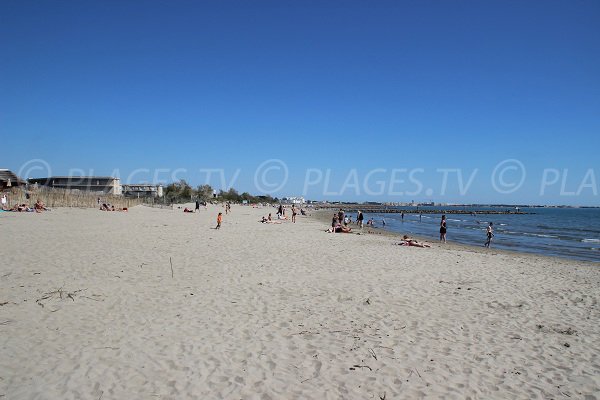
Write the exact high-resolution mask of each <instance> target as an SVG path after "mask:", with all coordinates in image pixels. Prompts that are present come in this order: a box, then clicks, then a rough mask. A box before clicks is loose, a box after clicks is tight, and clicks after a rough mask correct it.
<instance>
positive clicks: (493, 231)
mask: <svg viewBox="0 0 600 400" xmlns="http://www.w3.org/2000/svg"><path fill="white" fill-rule="evenodd" d="M493 225H494V223H493V222H490V224H489V225H488V227H487V237H488V239H487V241H486V242H485V244H484V246H485V247H487V248H489V247H490V245H491V244H492V238H493V237H494V228H493V227H492V226H493Z"/></svg>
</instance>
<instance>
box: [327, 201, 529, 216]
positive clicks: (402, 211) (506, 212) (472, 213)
mask: <svg viewBox="0 0 600 400" xmlns="http://www.w3.org/2000/svg"><path fill="white" fill-rule="evenodd" d="M318 208H319V209H320V210H333V211H335V210H339V209H340V208H341V209H342V210H344V211H345V212H356V211H358V210H360V211H362V212H363V213H368V214H402V213H404V214H463V215H512V214H515V215H525V214H533V213H529V212H522V211H516V210H453V209H450V210H444V209H434V210H432V209H424V210H417V209H408V210H406V209H402V208H395V207H393V208H392V207H382V206H365V205H354V204H352V205H346V204H339V205H327V206H319V207H318Z"/></svg>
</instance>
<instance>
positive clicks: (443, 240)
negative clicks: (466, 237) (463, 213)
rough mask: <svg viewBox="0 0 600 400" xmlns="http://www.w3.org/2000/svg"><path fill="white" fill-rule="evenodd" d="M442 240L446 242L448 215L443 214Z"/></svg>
mask: <svg viewBox="0 0 600 400" xmlns="http://www.w3.org/2000/svg"><path fill="white" fill-rule="evenodd" d="M440 242H443V243H446V215H442V222H440Z"/></svg>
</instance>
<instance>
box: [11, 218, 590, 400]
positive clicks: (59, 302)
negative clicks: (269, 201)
mask: <svg viewBox="0 0 600 400" xmlns="http://www.w3.org/2000/svg"><path fill="white" fill-rule="evenodd" d="M222 210H223V209H222V208H218V207H216V206H213V207H209V209H208V210H204V209H202V210H201V212H200V213H198V214H184V213H183V212H181V210H176V211H172V210H160V209H152V208H147V207H142V206H139V207H136V208H134V209H131V210H130V211H129V212H128V213H118V212H114V213H111V212H101V211H98V210H91V209H56V210H53V211H51V212H47V213H43V214H33V213H32V214H17V213H0V232H1V233H0V235H1V236H0V243H1V246H2V263H1V264H0V304H2V305H1V306H0V399H93V400H98V399H102V400H107V399H383V398H384V399H398V398H404V399H414V398H444V399H452V398H456V399H465V398H473V399H475V398H479V399H494V398H498V399H517V398H518V399H525V398H543V399H547V398H555V399H561V398H571V399H596V398H598V399H600V323H599V320H600V318H599V317H600V309H599V305H598V301H599V299H600V267H599V266H598V264H591V263H583V262H574V261H567V260H562V259H553V258H546V257H536V256H531V255H515V254H508V253H501V252H496V251H488V252H483V251H479V250H473V249H468V248H456V247H453V246H441V245H439V244H433V248H431V249H421V248H409V247H401V246H394V245H392V243H393V242H394V241H395V240H396V239H395V238H392V237H389V236H380V235H355V234H327V233H325V232H324V230H325V229H326V228H327V226H326V225H325V224H323V223H321V222H319V221H318V220H316V219H311V218H307V217H299V218H298V223H297V224H292V223H283V224H280V225H276V224H260V223H258V222H257V221H258V220H259V218H260V217H261V216H262V215H266V214H267V213H268V212H273V213H274V211H275V210H272V209H253V208H249V207H241V206H234V207H233V213H232V214H231V215H226V216H224V222H223V227H222V229H221V230H219V231H217V230H214V229H211V228H212V227H214V225H215V224H216V214H217V212H218V211H222ZM170 260H171V261H172V269H171V263H170Z"/></svg>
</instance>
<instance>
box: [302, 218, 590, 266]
mask: <svg viewBox="0 0 600 400" xmlns="http://www.w3.org/2000/svg"><path fill="white" fill-rule="evenodd" d="M334 211H335V210H333V209H332V210H331V211H330V210H324V209H319V210H316V211H315V210H311V213H312V214H311V215H313V218H315V219H317V220H319V221H320V222H323V223H324V224H326V226H327V227H330V226H331V216H332V215H333V212H334ZM350 227H351V228H352V233H354V234H356V233H359V232H360V228H358V226H357V225H355V223H354V222H353V223H352V224H351V226H350ZM366 229H371V230H373V231H375V232H376V233H375V235H374V236H376V235H383V236H385V237H391V238H397V239H401V238H402V236H403V235H404V233H401V232H397V231H394V230H391V229H389V228H386V227H376V228H367V227H366V226H364V227H363V232H364V230H366ZM361 234H366V235H369V236H372V235H373V234H369V233H362V232H361ZM410 236H411V237H414V238H415V239H417V240H419V241H420V242H424V243H428V244H430V245H432V246H436V247H439V248H442V249H444V248H446V249H449V250H450V249H451V250H459V251H469V252H474V253H479V254H490V255H495V254H505V255H513V256H524V257H538V258H542V259H548V260H549V261H556V260H561V261H568V262H571V263H585V264H589V265H592V266H595V267H600V261H591V260H580V259H577V258H571V257H567V256H564V257H561V256H557V255H556V256H555V255H548V254H542V253H536V252H527V251H519V250H509V249H499V248H494V247H492V248H491V249H486V248H485V247H483V246H477V245H475V244H467V243H459V242H455V241H452V240H449V241H447V242H446V243H445V244H442V243H440V241H439V240H432V238H430V237H425V236H421V235H412V234H411V235H410Z"/></svg>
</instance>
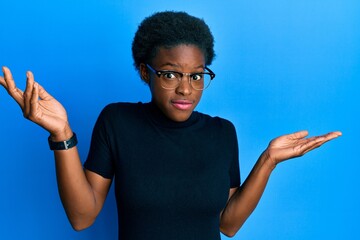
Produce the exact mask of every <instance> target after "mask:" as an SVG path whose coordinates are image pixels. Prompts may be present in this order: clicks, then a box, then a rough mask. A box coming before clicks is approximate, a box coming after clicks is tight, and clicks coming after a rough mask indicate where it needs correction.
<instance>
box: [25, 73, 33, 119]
mask: <svg viewBox="0 0 360 240" xmlns="http://www.w3.org/2000/svg"><path fill="white" fill-rule="evenodd" d="M26 76H27V79H26V88H25V92H24V108H23V112H24V116H25V117H26V118H28V117H29V114H30V106H31V97H32V95H33V88H34V76H33V74H32V73H31V72H30V71H28V72H27V73H26Z"/></svg>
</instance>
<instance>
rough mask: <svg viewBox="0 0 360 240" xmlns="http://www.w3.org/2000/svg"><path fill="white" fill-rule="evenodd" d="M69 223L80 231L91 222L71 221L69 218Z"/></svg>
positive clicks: (73, 227)
mask: <svg viewBox="0 0 360 240" xmlns="http://www.w3.org/2000/svg"><path fill="white" fill-rule="evenodd" d="M70 224H71V227H72V228H73V229H74V230H75V231H77V232H80V231H82V230H85V229H87V228H88V227H90V226H91V225H92V224H93V222H81V221H71V220H70Z"/></svg>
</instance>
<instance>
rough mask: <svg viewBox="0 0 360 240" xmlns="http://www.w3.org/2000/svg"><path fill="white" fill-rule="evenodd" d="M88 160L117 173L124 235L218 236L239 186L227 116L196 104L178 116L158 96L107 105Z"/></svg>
mask: <svg viewBox="0 0 360 240" xmlns="http://www.w3.org/2000/svg"><path fill="white" fill-rule="evenodd" d="M84 167H85V168H86V169H88V170H90V171H93V172H95V173H98V174H100V175H101V176H103V177H104V178H109V179H111V178H113V176H114V175H115V195H116V201H117V208H118V219H119V221H118V223H119V239H121V240H152V239H154V240H155V239H156V240H162V239H164V240H165V239H166V240H168V239H171V240H176V239H179V240H191V239H196V240H201V239H204V240H219V239H220V231H219V219H220V211H221V210H222V209H223V208H224V207H225V204H226V202H227V198H228V194H229V189H230V188H233V187H238V186H239V185H240V173H239V161H238V145H237V137H236V132H235V128H234V126H233V125H232V124H231V123H230V122H229V121H227V120H225V119H222V118H219V117H210V116H208V115H205V114H202V113H199V112H196V111H194V112H193V113H192V115H191V116H190V118H189V119H188V120H186V121H185V122H174V121H171V120H170V119H168V118H167V117H166V116H165V115H164V114H163V113H162V112H161V111H160V110H159V109H158V108H157V107H156V106H155V104H153V103H152V102H151V103H146V104H143V103H114V104H110V105H108V106H107V107H105V108H104V110H103V111H102V112H101V114H100V116H99V118H98V120H97V122H96V124H95V127H94V131H93V135H92V140H91V146H90V152H89V155H88V158H87V160H86V162H85V164H84Z"/></svg>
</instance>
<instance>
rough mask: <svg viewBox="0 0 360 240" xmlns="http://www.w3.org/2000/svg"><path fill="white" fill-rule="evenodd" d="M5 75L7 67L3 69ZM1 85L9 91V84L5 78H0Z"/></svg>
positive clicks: (3, 67) (3, 77)
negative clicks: (5, 70)
mask: <svg viewBox="0 0 360 240" xmlns="http://www.w3.org/2000/svg"><path fill="white" fill-rule="evenodd" d="M1 69H2V72H3V75H4V76H5V67H2V68H1ZM0 85H1V86H3V87H4V88H5V89H7V84H6V82H5V78H4V77H1V76H0Z"/></svg>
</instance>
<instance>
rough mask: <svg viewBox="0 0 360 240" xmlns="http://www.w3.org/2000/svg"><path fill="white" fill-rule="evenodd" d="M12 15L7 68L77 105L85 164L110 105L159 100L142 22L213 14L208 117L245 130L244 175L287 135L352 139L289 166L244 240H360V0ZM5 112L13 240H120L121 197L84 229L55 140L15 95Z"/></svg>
mask: <svg viewBox="0 0 360 240" xmlns="http://www.w3.org/2000/svg"><path fill="white" fill-rule="evenodd" d="M0 8H1V15H0V16H1V30H0V65H6V66H8V67H9V68H10V69H11V70H12V72H13V75H14V78H15V79H16V81H17V84H18V86H19V87H20V88H21V89H24V86H25V72H26V70H32V71H33V72H34V74H35V78H36V80H37V81H38V82H40V84H42V85H43V86H44V87H45V88H46V89H47V90H48V91H49V92H50V93H51V94H52V95H54V96H55V97H56V98H57V99H58V100H59V101H60V102H61V103H62V104H63V105H64V106H65V107H66V109H67V111H68V115H69V119H70V123H71V126H72V128H73V130H74V131H76V132H77V134H78V138H79V141H80V143H79V150H80V155H81V157H82V160H84V159H85V158H86V156H87V151H88V148H89V143H90V135H91V132H92V128H93V125H94V122H95V120H96V118H97V116H98V114H99V112H100V111H101V109H102V108H103V107H104V106H105V105H106V104H108V103H110V102H117V101H129V102H137V101H145V102H146V101H149V99H150V95H149V92H148V89H147V87H146V86H145V85H144V84H143V83H142V82H141V81H140V79H139V77H138V74H137V73H136V71H135V70H134V68H133V65H132V58H131V42H132V38H133V36H134V33H135V31H136V29H137V26H138V24H139V23H140V22H141V20H143V18H144V17H147V16H149V15H150V14H152V13H154V12H155V11H161V10H182V11H187V12H188V13H190V14H193V15H195V16H198V17H201V18H203V19H204V20H205V21H206V22H207V23H208V25H209V26H210V28H211V29H212V32H213V34H214V37H215V41H216V43H215V51H216V53H217V57H216V59H215V61H214V62H213V64H212V65H211V69H213V70H214V72H215V73H216V74H217V76H216V78H215V80H214V82H213V83H212V85H211V86H210V88H209V89H207V90H206V92H205V93H204V96H203V99H202V102H201V103H200V105H199V106H198V109H197V110H199V111H203V112H206V113H208V114H210V115H213V116H216V115H218V116H221V117H224V118H227V119H229V120H231V121H232V122H233V123H234V124H235V126H236V129H237V134H238V139H239V149H240V168H241V175H242V178H243V179H245V177H246V176H247V175H248V173H249V172H250V170H251V168H252V166H253V165H254V163H255V161H256V160H257V158H258V156H259V155H260V153H261V152H262V151H263V150H264V149H265V148H266V146H267V144H268V142H269V141H270V140H271V139H272V138H274V137H276V136H279V135H282V134H286V133H291V132H294V131H298V130H302V129H307V130H309V132H310V134H311V135H317V134H322V133H325V132H328V131H333V130H341V131H342V132H343V136H342V137H341V138H339V139H336V140H334V141H332V142H330V143H328V144H326V145H325V146H323V147H322V148H320V149H317V150H316V151H314V152H311V153H309V154H308V155H306V156H304V157H302V158H298V159H294V160H291V161H288V162H285V163H282V164H281V165H279V166H278V167H277V168H276V169H275V171H274V172H273V175H272V176H271V179H270V181H269V184H268V187H267V189H266V191H265V193H264V195H263V198H262V199H261V201H260V203H259V205H258V207H257V209H256V210H255V212H254V213H253V214H252V215H251V216H250V218H249V219H248V221H247V222H246V223H245V225H244V226H243V227H242V229H241V230H240V231H239V232H238V234H237V235H236V237H234V239H277V240H281V239H292V240H296V239H299V240H303V239H359V238H360V236H359V231H358V230H357V229H358V228H357V225H358V224H357V221H358V219H359V215H360V214H359V213H360V208H359V202H360V197H359V194H358V186H359V183H360V181H359V169H360V164H359V160H360V159H359V157H358V152H357V150H358V145H359V133H360V131H359V100H360V99H359V94H358V92H359V87H360V84H359V80H360V26H359V24H360V2H359V1H358V0H337V1H336V0H304V1H295V0H274V1H268V0H267V1H265V0H253V1H235V0H230V1H209V0H208V1H146V0H138V1H125V0H117V1H115V0H96V1H95V0H87V1H85V0H84V1H70V0H63V1H59V0H56V1H39V0H33V1H25V0H22V1H21V0H12V1H5V0H1V3H0ZM0 116H1V117H0V134H1V135H0V136H1V137H0V239H61V240H62V239H116V238H117V216H116V206H115V201H114V194H113V191H111V192H110V194H109V196H108V199H107V200H106V203H105V206H104V209H103V211H102V212H101V214H100V216H99V217H98V219H97V221H96V223H95V224H94V225H93V226H92V227H90V228H89V229H87V230H85V231H82V232H75V231H73V230H72V228H71V226H70V224H69V223H68V221H67V218H66V215H65V213H64V210H63V208H62V205H61V202H60V199H59V196H58V192H57V185H56V178H55V170H54V160H53V156H52V152H51V151H50V150H49V149H48V145H47V137H48V133H47V132H46V131H44V130H43V129H41V128H40V127H38V126H36V125H35V124H33V123H31V122H29V121H27V120H24V119H23V117H22V113H21V111H20V108H19V107H18V106H17V104H16V103H15V102H14V101H13V100H12V99H11V98H10V97H9V96H8V95H7V93H6V92H5V91H4V90H0ZM139 231H141V229H139ZM222 238H223V239H227V238H226V237H224V236H222Z"/></svg>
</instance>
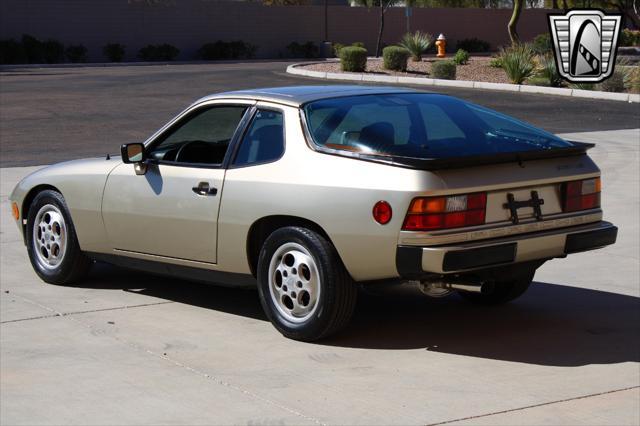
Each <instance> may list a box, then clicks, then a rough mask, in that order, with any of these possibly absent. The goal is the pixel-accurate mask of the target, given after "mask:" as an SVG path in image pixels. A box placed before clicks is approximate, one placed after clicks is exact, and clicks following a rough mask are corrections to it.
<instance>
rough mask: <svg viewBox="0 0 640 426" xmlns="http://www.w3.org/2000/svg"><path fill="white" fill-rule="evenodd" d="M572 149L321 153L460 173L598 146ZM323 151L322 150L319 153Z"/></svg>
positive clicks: (586, 151) (519, 163)
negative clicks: (362, 153)
mask: <svg viewBox="0 0 640 426" xmlns="http://www.w3.org/2000/svg"><path fill="white" fill-rule="evenodd" d="M570 142H571V141H570ZM571 144H572V146H569V147H566V148H553V149H547V150H542V151H523V152H505V153H501V154H491V155H471V156H467V157H454V158H414V157H400V156H393V155H372V154H362V153H355V152H348V151H339V152H336V151H337V150H333V149H332V150H328V149H327V150H325V149H323V150H321V152H325V153H327V154H335V155H341V156H347V157H355V158H358V159H361V160H365V161H372V162H375V163H382V164H388V165H390V166H397V167H404V168H409V169H417V170H443V169H458V168H463V167H473V166H483V165H487V164H501V163H519V164H520V163H522V162H524V161H531V160H542V159H547V158H559V157H572V156H577V155H583V154H585V153H586V152H587V150H589V149H591V148H593V147H594V146H595V144H592V143H586V142H571ZM319 151H320V150H319Z"/></svg>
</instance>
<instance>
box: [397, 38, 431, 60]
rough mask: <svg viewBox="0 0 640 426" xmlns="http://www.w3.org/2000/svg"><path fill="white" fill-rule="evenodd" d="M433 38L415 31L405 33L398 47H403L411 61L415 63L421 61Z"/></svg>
mask: <svg viewBox="0 0 640 426" xmlns="http://www.w3.org/2000/svg"><path fill="white" fill-rule="evenodd" d="M432 42H433V36H432V35H431V34H427V33H422V32H420V31H416V32H415V33H413V34H411V33H406V34H405V35H404V37H402V40H401V41H400V46H401V47H404V48H405V49H406V50H408V51H409V52H410V53H411V59H413V60H414V61H415V62H419V61H421V60H422V54H423V53H424V52H425V51H426V50H427V49H428V48H429V46H431V43H432Z"/></svg>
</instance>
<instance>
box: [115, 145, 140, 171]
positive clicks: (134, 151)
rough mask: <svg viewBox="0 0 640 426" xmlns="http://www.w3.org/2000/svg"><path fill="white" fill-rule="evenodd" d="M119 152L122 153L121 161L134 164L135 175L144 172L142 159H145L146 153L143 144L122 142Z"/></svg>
mask: <svg viewBox="0 0 640 426" xmlns="http://www.w3.org/2000/svg"><path fill="white" fill-rule="evenodd" d="M120 153H121V154H122V162H123V163H125V164H131V163H133V164H134V166H135V170H136V174H137V175H141V174H144V173H145V171H146V165H145V164H143V161H144V160H146V155H145V152H144V144H141V143H127V144H124V145H122V146H121V147H120Z"/></svg>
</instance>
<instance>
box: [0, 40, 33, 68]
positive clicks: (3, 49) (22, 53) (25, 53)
mask: <svg viewBox="0 0 640 426" xmlns="http://www.w3.org/2000/svg"><path fill="white" fill-rule="evenodd" d="M25 62H27V54H26V53H25V51H24V46H22V43H20V42H19V41H16V40H14V39H7V40H0V64H24V63H25Z"/></svg>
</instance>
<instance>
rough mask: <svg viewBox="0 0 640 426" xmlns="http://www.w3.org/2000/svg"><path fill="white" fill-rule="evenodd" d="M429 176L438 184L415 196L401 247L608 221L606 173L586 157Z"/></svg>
mask: <svg viewBox="0 0 640 426" xmlns="http://www.w3.org/2000/svg"><path fill="white" fill-rule="evenodd" d="M425 173H430V174H432V175H431V176H434V175H435V176H437V178H438V180H439V184H438V185H433V179H432V180H431V183H430V185H431V188H434V187H435V189H430V190H428V191H425V192H424V193H421V194H414V198H413V199H412V202H411V203H410V204H409V206H408V208H407V213H406V217H405V221H404V224H403V227H402V231H401V232H400V238H399V244H401V245H407V244H409V245H440V244H451V243H457V242H466V241H474V240H481V239H488V238H499V237H505V236H509V235H515V234H522V233H529V232H536V231H543V230H548V229H554V228H561V227H570V226H577V225H582V224H585V223H589V222H596V221H599V220H602V211H601V209H600V178H599V176H600V171H599V169H598V168H597V166H596V165H595V164H594V163H593V161H591V159H590V158H589V157H588V156H587V155H585V154H583V155H570V156H567V157H556V158H547V159H545V158H542V159H537V160H530V161H517V162H510V163H507V162H505V163H500V164H486V165H481V166H475V167H462V168H446V169H442V170H430V171H428V172H427V171H425Z"/></svg>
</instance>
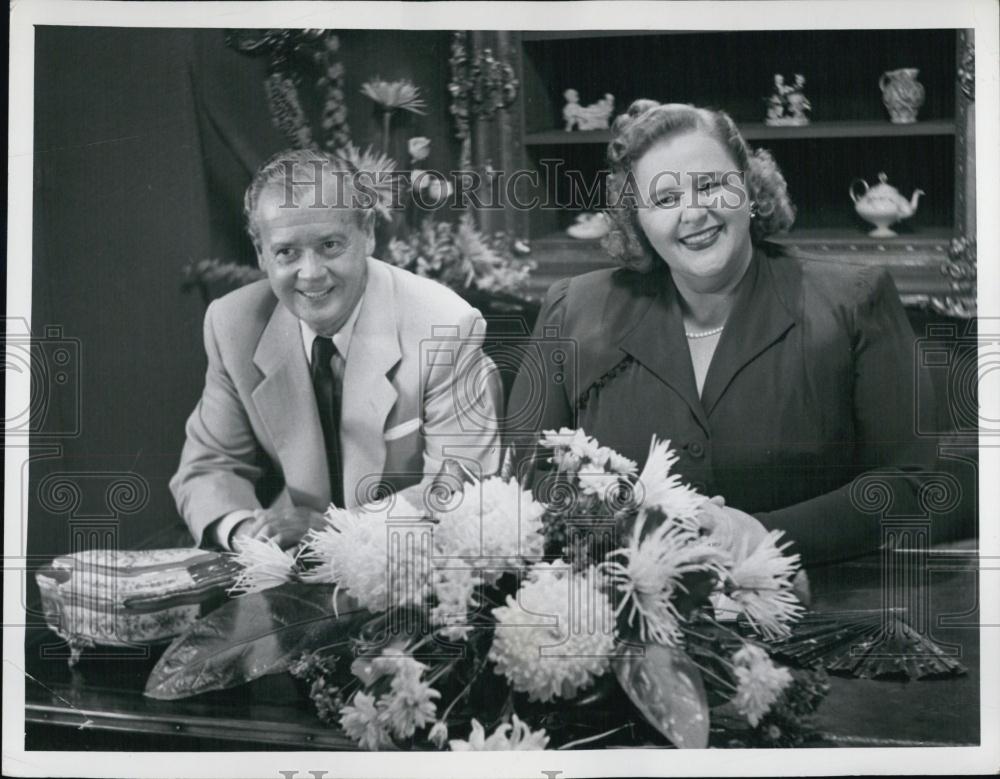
■ ■ ■
Problem description:
In the listing, return each line containing the string "that".

Reply to the exercise:
Write the exact high-resolution mask of each <instance> target as an SVG path after "mask:", with all coordinates in image pixels. Prompts that are present come in this order: a box, then clicks, then a rough mask. A box before clicks is loose, a box after clicks is tight, and clicks after a rough mask correct it.
Each <instance> may list a box, then clicks, then a rough mask, in that order, with any of these possibly absent. The goal is the pixel-accurate mask of the target, given after "mask:" as an SVG path in image pixels. A box placed before clicks is approximate, one placed after clicks is exact, and clicks following a rough mask are corrections to it.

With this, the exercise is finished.